Geciteerde passage:
————————

Bijgevolg voert de Italiaanse regeling een ronduit discriminatoir vereiste in, dat behoort tot de eisen die uitdrukkelijk worden verboden door artikel 16, lid 2, van de dienstenrichtlijn, aangezien het ondernemingen die in andere lidstaten zijn gevestigd, belet in Italië certificeringsdiensten te verrichten, tenzij zij hun statutaire zetel naar dat land verplaatsen. Nu dit vaststaat, dient nog te worden nagegaan of de Italiaanse regering aanvaardbare redenen aanvoert ter rechtvaardiging van de in de onderhavige zaak aan de orde zijnde maatregel.
4. Mogelijke rechtvaardiging van de litigieuze maatregel
42.
De Italiaanse regering draagt een aantal redenen aan die de litigieuze maatregel zouden rechtvaardigen. Concreet stelt zij dat ‘het eenvormige kwalificatiestelsel slechts goed en doeltreffend kan werken mits wordt voorzien in een permanent toezicht […] ter uitoefening waarvan ruime bevoegdheden tot controle en tot het opleggen van sancties worden toegekend […]. Dat systeem van controles is noodzakelijk om openbare belangen veilig te stellen waarvan het Hof reeds heeft geoordeeld dat het gaat om dwingende redenen die een beperking van de fundamentele vrijheden kunnen rechtvaardigen omdat zij verband houden met de bescherming van de afnemers van de diensten […], zoals de garantie dat er geen sprake is van commerciële of financiële belangen die kunnen leiden tot partijdigheid of discriminatie door de OA's. Dergelijke controles betreffen niet alleen de aandeelhouders- en managementstructuur van de onderneming, maar ook de vertegenwoordigers en werknemers ervan die krachtens het Italiaanse recht ook individueel blijk moeten geven van een objectief gedrag […], geen belangen mogen hebben in ondernemingen die openbare of particuliere werken uitvoeren of zich hoe dan ook niet in een andere situatie mogen bevinden die tot een belangenconflict kan leiden’ (punten 37–39 van de opmerkingen van de Italiaanse regering).

————————

Fragmenten uit lijst:

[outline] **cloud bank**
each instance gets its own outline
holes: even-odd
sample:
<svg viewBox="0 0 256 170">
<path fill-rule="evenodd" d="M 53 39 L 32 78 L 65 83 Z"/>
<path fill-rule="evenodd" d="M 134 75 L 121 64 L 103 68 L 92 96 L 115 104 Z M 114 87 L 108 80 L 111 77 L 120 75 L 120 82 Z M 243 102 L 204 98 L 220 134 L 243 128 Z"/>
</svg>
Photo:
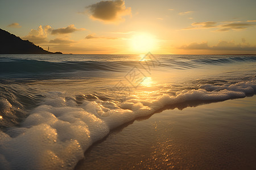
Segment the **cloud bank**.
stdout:
<svg viewBox="0 0 256 170">
<path fill-rule="evenodd" d="M 37 29 L 32 29 L 27 36 L 22 37 L 23 40 L 28 40 L 35 44 L 41 44 L 48 42 L 47 33 L 51 29 L 50 26 L 46 26 L 43 28 L 40 25 Z"/>
<path fill-rule="evenodd" d="M 126 8 L 122 0 L 101 1 L 86 7 L 90 18 L 105 23 L 118 23 L 124 21 L 123 16 L 131 15 L 131 8 Z"/>
<path fill-rule="evenodd" d="M 117 40 L 119 38 L 117 37 L 98 37 L 95 36 L 95 34 L 89 34 L 87 36 L 86 36 L 85 39 L 108 39 L 108 40 Z"/>
<path fill-rule="evenodd" d="M 236 44 L 234 41 L 220 41 L 216 45 L 209 46 L 207 42 L 201 43 L 193 42 L 188 45 L 183 45 L 179 48 L 185 50 L 213 50 L 232 51 L 256 51 L 256 46 L 251 46 L 242 40 L 242 43 Z"/>
<path fill-rule="evenodd" d="M 19 23 L 13 23 L 7 26 L 7 27 L 13 27 L 13 28 L 20 28 L 21 26 Z"/>
<path fill-rule="evenodd" d="M 70 26 L 68 26 L 67 27 L 57 28 L 57 29 L 51 29 L 51 33 L 52 35 L 67 34 L 67 33 L 72 33 L 72 32 L 74 32 L 77 31 L 85 30 L 85 29 L 84 29 L 84 28 L 77 29 L 76 27 L 75 27 L 74 24 L 71 24 Z"/>
<path fill-rule="evenodd" d="M 184 28 L 183 29 L 195 29 L 216 28 L 215 32 L 224 32 L 232 30 L 245 30 L 249 27 L 256 26 L 256 20 L 247 20 L 246 22 L 228 22 L 229 23 L 222 24 L 214 22 L 197 22 L 191 24 L 192 27 Z"/>
</svg>

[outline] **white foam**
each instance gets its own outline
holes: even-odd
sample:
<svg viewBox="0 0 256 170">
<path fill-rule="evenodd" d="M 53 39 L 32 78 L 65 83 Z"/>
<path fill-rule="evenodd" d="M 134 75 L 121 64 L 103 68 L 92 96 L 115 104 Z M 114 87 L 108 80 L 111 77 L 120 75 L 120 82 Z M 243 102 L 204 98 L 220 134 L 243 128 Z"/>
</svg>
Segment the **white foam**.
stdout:
<svg viewBox="0 0 256 170">
<path fill-rule="evenodd" d="M 0 168 L 72 169 L 84 151 L 110 129 L 167 105 L 244 97 L 255 94 L 256 83 L 252 80 L 231 85 L 204 84 L 199 88 L 180 91 L 176 96 L 131 96 L 119 106 L 86 100 L 78 105 L 73 100 L 51 96 L 31 112 L 22 128 L 0 131 Z"/>
</svg>

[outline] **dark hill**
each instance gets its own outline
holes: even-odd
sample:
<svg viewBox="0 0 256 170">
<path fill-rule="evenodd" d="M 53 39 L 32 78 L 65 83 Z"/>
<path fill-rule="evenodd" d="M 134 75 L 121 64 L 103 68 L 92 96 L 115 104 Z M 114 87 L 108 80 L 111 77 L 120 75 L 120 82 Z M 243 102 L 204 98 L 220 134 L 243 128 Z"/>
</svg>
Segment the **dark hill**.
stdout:
<svg viewBox="0 0 256 170">
<path fill-rule="evenodd" d="M 0 54 L 62 54 L 44 50 L 28 40 L 20 37 L 0 28 Z"/>
</svg>

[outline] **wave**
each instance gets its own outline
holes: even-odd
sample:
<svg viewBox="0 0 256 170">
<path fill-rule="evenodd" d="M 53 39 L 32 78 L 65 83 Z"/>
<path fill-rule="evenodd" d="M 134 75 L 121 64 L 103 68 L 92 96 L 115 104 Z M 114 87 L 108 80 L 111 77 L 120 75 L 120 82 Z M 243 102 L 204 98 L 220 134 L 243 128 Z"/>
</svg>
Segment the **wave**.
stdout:
<svg viewBox="0 0 256 170">
<path fill-rule="evenodd" d="M 171 57 L 170 57 L 171 58 Z M 157 59 L 156 59 L 157 60 Z M 160 59 L 159 59 L 160 60 Z M 179 60 L 161 59 L 160 66 L 169 69 L 188 69 L 205 65 L 223 65 L 256 61 L 256 57 L 232 57 L 224 58 Z M 126 71 L 131 67 L 139 66 L 139 61 L 82 61 L 49 62 L 34 60 L 0 58 L 0 73 L 4 74 L 61 73 L 77 71 Z"/>
<path fill-rule="evenodd" d="M 46 96 L 19 127 L 0 131 L 0 163 L 5 169 L 72 169 L 85 151 L 111 129 L 168 106 L 190 106 L 256 94 L 256 81 L 203 84 L 175 95 L 131 95 L 123 102 L 97 95 Z M 6 101 L 7 102 L 7 101 Z M 9 104 L 6 107 L 11 107 Z"/>
</svg>

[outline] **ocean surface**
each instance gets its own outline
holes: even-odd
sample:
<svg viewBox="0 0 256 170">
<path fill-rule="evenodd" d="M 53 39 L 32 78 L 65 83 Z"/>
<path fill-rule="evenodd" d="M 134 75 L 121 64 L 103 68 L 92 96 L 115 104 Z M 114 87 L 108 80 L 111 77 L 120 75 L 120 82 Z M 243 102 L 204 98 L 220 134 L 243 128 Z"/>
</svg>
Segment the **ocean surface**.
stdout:
<svg viewBox="0 0 256 170">
<path fill-rule="evenodd" d="M 255 56 L 0 54 L 0 169 L 72 169 L 136 118 L 255 94 Z"/>
</svg>

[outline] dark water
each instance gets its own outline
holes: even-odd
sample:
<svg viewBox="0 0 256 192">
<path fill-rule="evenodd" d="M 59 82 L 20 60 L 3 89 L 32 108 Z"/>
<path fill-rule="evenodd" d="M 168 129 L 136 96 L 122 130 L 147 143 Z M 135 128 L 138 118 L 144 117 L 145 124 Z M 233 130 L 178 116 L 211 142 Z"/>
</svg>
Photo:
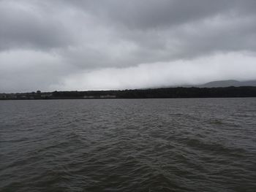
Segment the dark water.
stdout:
<svg viewBox="0 0 256 192">
<path fill-rule="evenodd" d="M 256 191 L 256 99 L 0 101 L 0 191 Z"/>
</svg>

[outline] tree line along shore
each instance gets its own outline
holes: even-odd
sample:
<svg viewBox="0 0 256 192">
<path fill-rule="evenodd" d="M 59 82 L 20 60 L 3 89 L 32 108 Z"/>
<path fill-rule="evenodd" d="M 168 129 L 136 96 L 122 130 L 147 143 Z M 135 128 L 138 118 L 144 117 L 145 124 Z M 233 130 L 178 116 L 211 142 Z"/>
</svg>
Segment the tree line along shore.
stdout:
<svg viewBox="0 0 256 192">
<path fill-rule="evenodd" d="M 256 87 L 165 88 L 119 91 L 0 93 L 1 100 L 256 97 Z"/>
</svg>

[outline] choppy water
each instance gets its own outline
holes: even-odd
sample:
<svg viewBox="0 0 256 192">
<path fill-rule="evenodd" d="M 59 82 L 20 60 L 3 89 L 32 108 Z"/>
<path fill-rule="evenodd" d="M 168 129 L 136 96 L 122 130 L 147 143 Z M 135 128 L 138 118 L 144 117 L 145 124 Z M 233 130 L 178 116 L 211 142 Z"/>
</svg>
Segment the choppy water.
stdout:
<svg viewBox="0 0 256 192">
<path fill-rule="evenodd" d="M 0 191 L 256 191 L 256 99 L 0 101 Z"/>
</svg>

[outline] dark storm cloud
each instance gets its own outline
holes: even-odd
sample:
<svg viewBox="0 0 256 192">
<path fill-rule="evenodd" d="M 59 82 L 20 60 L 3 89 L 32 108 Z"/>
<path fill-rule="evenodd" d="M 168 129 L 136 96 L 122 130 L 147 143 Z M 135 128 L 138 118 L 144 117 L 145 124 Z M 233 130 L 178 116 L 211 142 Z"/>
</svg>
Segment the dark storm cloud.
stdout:
<svg viewBox="0 0 256 192">
<path fill-rule="evenodd" d="M 244 79 L 226 69 L 233 55 L 247 61 L 237 72 L 254 72 L 255 9 L 255 0 L 1 0 L 0 92 Z M 222 69 L 197 64 L 208 58 Z"/>
</svg>

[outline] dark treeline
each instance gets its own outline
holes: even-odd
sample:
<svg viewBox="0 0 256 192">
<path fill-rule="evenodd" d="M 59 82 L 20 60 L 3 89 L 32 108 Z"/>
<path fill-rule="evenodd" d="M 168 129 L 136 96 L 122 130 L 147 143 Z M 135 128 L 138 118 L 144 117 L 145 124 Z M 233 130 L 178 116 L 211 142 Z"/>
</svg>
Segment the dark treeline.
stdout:
<svg viewBox="0 0 256 192">
<path fill-rule="evenodd" d="M 146 99 L 256 97 L 256 87 L 168 88 L 122 91 L 54 91 L 1 93 L 0 99 Z"/>
</svg>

————————

Schrijf uit de tekst over de Italiaanse regeling letterlijk het gedeelte over dat opent met de woorden waarin "Bijgevolg voert de" staat en sluit met "orde zijnde maatregel.". De lijst staat volledig los van de tekst over de Italiaanse regeling.

Bijgevolg voert de Italiaanse regeling een ronduit discriminatoir vereiste in, dat behoort tot de eisen die uitdrukkelijk worden verboden door artikel 16, lid 2, van de dienstenrichtlijn, aangezien het ondernemingen die in andere lidstaten zijn gevestigd, belet in Italië certificeringsdiensten te verrichten, tenzij zij hun statutaire zetel naar dat land verplaatsen. Nu dit vaststaat, dient nog te worden nagegaan of de Italiaanse regering aanvaardbare redenen aanvoert ter rechtvaardiging van de in de onderhavige zaak aan de orde zijnde maatregel.